**TEXT SECTION:**
In The New York Post, Why Romney Romped by John Podhoretz, 10/5/12

Excerpts:

After months and months of media portrayals painting him as a vicious plutocrat who tortured his own dog, cut a gay kid’s hair in 1965 and made a steelworker’s wife die of cancer, Romney stood before tens of millions of Americans and . . . wasn’t a monster.

Romney didn’t look or act like the caricature Obama has spent $300 million trying to burn into the American consciousness.

He was neither sinister nor condescending. He seemed neither comically out-of-touch nor secretly hostile to the interests of ordinary people. He didn’t sound like a man out to raise the taxes of the deserving middle class to benefit the undeserving rich, or one determined to separate America’s working people from their jobs and retirees from their benefits.

Rather, he came across like a well-prepared, confident, thoughtful leader with tons of plans at his fingertips, plans he’s eager to use to hoist the country out of the economic ditch. They came at the viewer so fast and in so many bullet points that it’d be surprising if one in a hundred could have recited them back afterward.

But Romney knew them so well that he parried every single instance in which the president sought to portray his policy ideas as cruel or mean or budget-busting or heartless.

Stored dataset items
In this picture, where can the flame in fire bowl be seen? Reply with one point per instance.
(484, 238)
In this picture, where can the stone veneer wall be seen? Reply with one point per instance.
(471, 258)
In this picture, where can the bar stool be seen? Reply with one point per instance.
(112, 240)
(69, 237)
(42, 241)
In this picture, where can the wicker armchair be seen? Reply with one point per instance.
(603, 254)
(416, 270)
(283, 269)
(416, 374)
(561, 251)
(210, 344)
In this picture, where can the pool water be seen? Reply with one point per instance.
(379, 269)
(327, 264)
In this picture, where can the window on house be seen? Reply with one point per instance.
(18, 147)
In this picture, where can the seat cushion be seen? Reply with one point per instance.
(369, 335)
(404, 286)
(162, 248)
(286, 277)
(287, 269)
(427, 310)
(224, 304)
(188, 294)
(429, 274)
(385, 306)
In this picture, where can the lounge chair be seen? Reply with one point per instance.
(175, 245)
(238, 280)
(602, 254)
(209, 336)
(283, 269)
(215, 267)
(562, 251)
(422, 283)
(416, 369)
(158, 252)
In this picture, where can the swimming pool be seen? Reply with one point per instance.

**EXERCISE DESCRIPTION:** Proceed with the excerpts on Romney's debate performance, writing on from their final sentence. The records play no part in what comes next.

**EXERCISE RESPONSE:**
Most important, and most telling, he didn’t seem like an ideological warrior, but a technocratic Mr. Fix-It. This is the case he’s been trying to make for himself for months, but he always faltered at it until Wednesday night.

HKO

Some of the campaign demonizations of Romney were just so juvenile that only the already converted sycophants would not be repulsed by them. But Podhoretz makes a good point that such characterizations ended up playing in Romney’s favor since it would have been nearly impossible for him to appear anything but significantly better than he had been portrayed.  Romney came across as the far more competent leader, undoing a fortune in negative campaigning from his opponent.  If Obama had campaigned on his accomplishments, if he had any, Romney would not have had this advantage.